#### [AIM]
Copy every line from the one containing "Guideline: one marker per instance of the parked" down to the end of the records below, and rescale each answer point's coordinates by multiplying them by 1.9 and rounding to whole numbers, with halves rounded up. Keep all other lines, including their format sample numbers, unchanged.

Records:

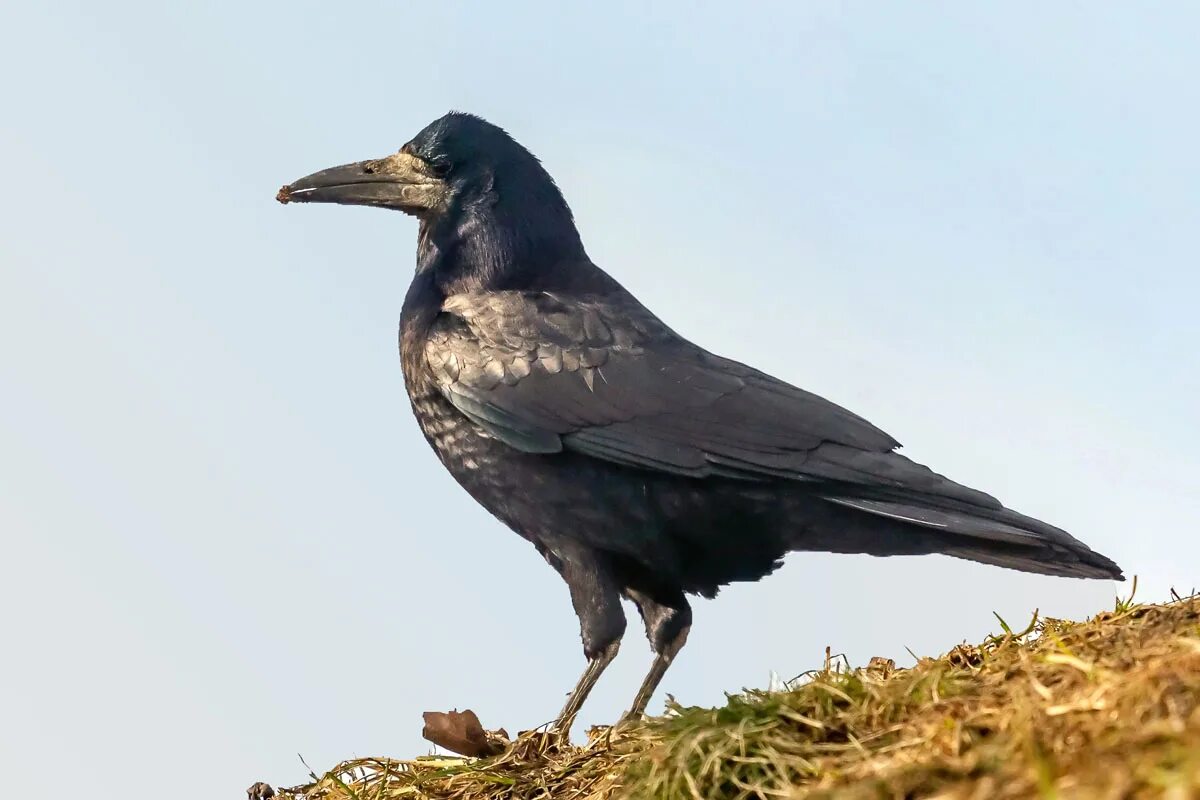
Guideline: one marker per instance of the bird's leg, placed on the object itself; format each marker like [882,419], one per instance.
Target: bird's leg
[587,680]
[667,621]
[597,601]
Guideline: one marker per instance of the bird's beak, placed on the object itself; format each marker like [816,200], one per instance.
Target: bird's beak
[400,181]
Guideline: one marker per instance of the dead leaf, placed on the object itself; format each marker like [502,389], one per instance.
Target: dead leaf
[460,732]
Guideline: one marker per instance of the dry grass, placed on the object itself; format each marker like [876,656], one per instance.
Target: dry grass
[1109,708]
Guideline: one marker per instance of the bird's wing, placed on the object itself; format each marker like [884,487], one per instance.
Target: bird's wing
[606,378]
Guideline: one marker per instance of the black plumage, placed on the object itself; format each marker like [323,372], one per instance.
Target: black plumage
[639,464]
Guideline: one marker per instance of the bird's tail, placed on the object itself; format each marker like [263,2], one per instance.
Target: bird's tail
[990,534]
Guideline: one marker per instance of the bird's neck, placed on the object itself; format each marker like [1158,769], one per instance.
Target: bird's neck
[481,251]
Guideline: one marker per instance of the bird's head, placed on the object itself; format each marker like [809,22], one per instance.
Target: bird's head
[491,216]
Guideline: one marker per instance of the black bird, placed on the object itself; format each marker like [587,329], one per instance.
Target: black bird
[639,464]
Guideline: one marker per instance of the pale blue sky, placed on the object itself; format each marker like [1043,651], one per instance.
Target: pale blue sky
[225,541]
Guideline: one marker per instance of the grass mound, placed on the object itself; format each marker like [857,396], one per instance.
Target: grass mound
[1108,708]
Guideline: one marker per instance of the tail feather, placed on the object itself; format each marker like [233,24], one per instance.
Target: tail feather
[987,534]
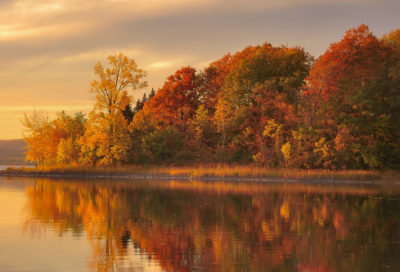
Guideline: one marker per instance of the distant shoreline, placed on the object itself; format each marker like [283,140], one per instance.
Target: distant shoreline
[19,173]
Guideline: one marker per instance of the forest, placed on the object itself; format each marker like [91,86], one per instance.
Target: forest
[269,106]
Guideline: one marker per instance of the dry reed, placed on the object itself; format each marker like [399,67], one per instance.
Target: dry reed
[221,171]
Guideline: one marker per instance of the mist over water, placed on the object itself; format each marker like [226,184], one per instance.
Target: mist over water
[113,225]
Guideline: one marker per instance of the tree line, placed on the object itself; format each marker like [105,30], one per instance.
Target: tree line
[274,106]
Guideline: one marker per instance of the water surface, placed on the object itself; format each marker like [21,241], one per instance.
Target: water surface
[114,225]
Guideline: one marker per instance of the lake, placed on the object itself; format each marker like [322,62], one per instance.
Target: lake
[116,225]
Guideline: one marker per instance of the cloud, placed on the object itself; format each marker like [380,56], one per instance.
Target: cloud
[48,48]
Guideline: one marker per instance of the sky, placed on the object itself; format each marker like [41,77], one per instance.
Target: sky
[48,48]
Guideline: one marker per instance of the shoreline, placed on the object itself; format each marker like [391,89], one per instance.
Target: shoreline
[4,173]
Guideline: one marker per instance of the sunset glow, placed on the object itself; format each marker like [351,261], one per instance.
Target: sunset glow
[48,48]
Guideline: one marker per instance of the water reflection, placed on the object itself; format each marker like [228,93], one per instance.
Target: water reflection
[224,226]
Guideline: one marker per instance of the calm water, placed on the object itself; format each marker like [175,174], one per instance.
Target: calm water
[88,225]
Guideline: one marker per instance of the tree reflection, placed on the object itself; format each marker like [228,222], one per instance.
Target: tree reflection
[223,226]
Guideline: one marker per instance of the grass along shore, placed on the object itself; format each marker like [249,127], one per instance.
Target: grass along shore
[217,171]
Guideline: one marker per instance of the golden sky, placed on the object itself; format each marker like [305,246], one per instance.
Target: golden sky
[48,48]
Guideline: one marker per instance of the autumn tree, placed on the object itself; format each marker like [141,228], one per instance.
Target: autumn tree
[352,100]
[106,139]
[177,94]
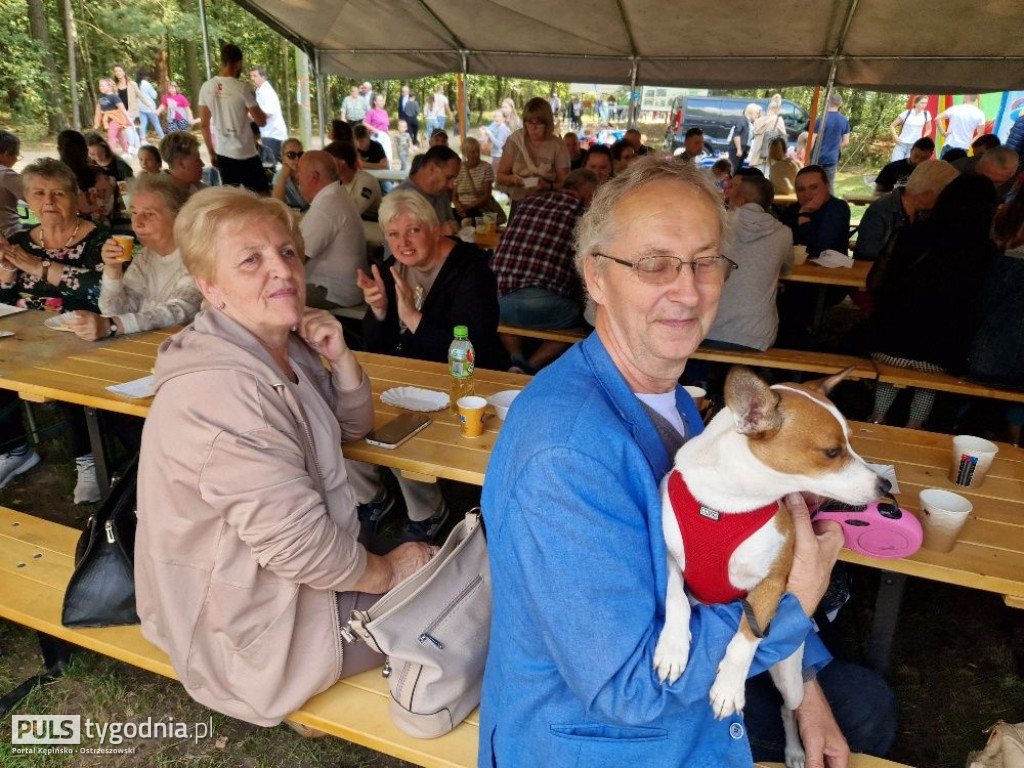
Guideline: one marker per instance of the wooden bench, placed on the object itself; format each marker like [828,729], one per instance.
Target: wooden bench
[37,560]
[904,377]
[786,359]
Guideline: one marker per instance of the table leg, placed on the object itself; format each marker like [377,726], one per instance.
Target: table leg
[880,644]
[98,454]
[56,656]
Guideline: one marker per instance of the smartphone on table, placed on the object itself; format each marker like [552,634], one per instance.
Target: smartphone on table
[396,431]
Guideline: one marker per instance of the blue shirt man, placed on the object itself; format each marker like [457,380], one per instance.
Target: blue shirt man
[573,514]
[834,138]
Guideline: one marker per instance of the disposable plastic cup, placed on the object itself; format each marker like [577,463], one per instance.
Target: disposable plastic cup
[471,410]
[127,244]
[971,459]
[942,516]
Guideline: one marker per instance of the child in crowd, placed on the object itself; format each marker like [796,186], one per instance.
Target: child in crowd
[404,141]
[722,173]
[150,160]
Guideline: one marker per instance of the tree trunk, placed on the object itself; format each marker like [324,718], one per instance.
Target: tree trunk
[160,73]
[40,31]
[192,72]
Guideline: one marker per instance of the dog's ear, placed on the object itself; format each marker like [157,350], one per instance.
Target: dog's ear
[753,402]
[826,385]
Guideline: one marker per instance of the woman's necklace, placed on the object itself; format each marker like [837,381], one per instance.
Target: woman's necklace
[42,243]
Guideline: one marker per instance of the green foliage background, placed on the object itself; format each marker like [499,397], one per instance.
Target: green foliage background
[35,96]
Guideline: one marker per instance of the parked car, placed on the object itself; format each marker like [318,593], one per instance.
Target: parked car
[716,116]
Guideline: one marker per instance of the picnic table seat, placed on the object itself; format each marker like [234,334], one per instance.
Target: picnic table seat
[905,377]
[786,359]
[37,560]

#### [FINAL ANSWER]
Guideline: one marker per instance of the parked car, placed on the object itself; format each marker like [318,593], one per instance.
Target: parked car
[1360,220]
Guideline: one marker per instance of the picnic table seat, placed on the object itself; format each marker like [234,334], one per instance.
Target: picnic table seat
[1720,716]
[1493,682]
[70,1064]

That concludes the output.